Problem statement.
Within the data below, how many lines contain "boat"? Reply with the number only.

[Stored data entries]
▬▬▬
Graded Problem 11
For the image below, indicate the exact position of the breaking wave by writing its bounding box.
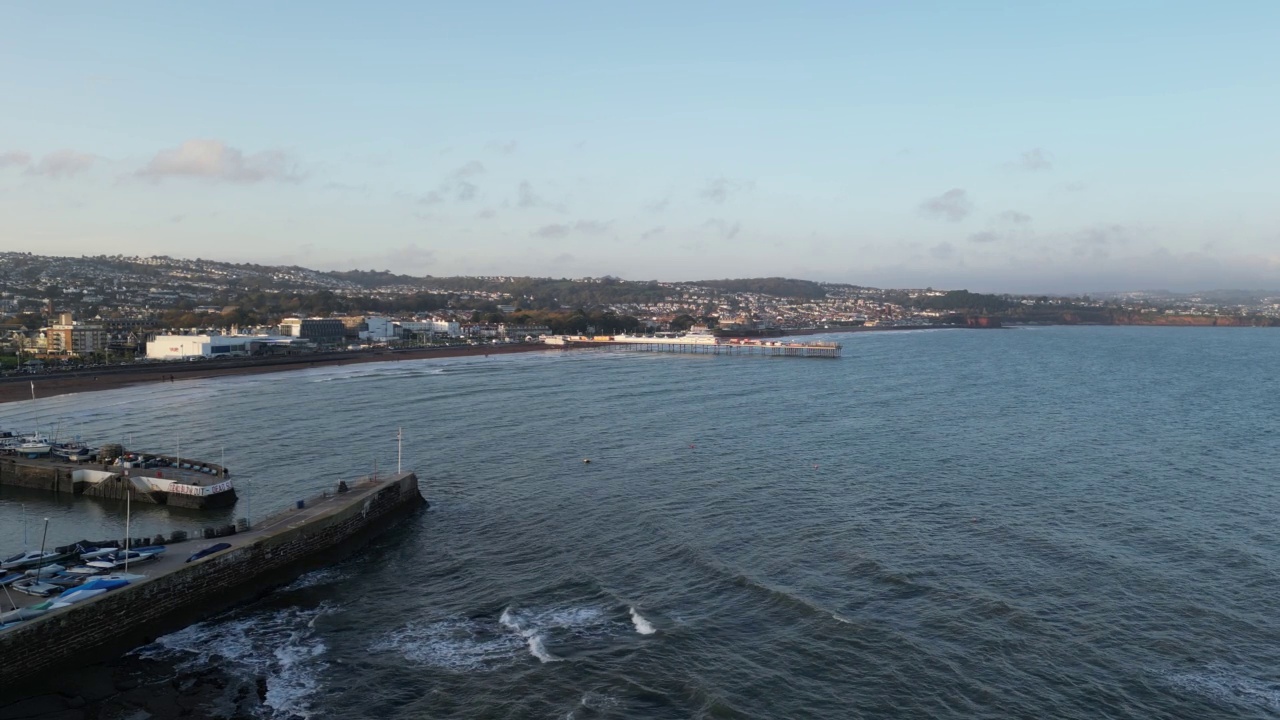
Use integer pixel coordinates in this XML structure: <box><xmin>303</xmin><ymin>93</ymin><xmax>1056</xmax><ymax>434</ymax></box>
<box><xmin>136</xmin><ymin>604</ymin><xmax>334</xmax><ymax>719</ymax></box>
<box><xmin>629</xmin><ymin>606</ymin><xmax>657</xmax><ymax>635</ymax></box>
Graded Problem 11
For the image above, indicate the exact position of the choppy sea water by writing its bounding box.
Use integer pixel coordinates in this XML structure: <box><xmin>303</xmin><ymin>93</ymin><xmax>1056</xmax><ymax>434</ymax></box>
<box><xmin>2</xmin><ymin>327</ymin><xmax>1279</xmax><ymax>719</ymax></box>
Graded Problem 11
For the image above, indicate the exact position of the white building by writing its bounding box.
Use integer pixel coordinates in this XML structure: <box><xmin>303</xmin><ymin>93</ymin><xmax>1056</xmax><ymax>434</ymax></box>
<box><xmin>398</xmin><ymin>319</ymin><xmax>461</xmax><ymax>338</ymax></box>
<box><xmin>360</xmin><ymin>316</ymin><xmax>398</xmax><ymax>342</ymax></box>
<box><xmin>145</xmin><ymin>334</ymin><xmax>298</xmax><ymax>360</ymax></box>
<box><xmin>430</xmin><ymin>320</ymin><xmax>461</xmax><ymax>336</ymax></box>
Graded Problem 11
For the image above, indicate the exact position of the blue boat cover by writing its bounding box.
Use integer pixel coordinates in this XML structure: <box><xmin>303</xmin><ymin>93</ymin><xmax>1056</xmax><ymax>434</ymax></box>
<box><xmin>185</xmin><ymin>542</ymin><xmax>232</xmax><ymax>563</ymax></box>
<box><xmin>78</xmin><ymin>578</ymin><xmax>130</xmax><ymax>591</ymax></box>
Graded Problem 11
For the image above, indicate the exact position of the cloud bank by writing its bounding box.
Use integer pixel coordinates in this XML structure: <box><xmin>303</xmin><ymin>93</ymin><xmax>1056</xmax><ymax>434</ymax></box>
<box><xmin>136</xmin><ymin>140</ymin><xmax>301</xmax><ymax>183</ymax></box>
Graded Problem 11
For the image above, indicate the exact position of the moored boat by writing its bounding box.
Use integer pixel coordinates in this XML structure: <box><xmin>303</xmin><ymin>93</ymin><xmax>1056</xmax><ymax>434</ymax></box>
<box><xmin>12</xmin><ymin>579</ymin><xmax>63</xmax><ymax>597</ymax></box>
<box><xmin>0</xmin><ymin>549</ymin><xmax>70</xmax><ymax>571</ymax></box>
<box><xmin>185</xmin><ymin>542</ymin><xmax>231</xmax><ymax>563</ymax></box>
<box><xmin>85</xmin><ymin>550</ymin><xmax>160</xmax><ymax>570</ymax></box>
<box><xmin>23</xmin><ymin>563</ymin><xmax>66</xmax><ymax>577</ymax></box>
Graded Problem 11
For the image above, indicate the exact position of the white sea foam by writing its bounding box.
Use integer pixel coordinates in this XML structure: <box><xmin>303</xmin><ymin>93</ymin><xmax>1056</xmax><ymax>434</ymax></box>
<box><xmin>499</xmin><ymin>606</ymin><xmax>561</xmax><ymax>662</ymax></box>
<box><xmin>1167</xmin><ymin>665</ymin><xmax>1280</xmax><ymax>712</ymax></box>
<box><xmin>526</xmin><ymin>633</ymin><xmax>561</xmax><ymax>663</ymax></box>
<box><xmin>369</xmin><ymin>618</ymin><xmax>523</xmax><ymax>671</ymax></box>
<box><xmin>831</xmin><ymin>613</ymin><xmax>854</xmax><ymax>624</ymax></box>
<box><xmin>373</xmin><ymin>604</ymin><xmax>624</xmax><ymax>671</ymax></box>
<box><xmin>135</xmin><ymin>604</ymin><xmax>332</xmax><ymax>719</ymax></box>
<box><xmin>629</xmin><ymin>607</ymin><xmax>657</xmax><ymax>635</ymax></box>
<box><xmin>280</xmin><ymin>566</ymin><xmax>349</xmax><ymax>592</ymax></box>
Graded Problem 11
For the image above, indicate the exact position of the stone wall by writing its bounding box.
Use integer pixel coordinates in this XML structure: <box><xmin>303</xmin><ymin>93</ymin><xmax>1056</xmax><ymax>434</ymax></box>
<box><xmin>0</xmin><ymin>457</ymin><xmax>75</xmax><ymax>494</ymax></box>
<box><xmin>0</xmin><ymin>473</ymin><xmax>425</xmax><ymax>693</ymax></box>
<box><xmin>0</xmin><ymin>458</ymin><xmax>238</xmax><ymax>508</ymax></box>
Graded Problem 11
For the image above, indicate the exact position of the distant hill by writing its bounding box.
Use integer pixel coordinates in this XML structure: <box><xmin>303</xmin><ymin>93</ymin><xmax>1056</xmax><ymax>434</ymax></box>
▬▬▬
Exercise result.
2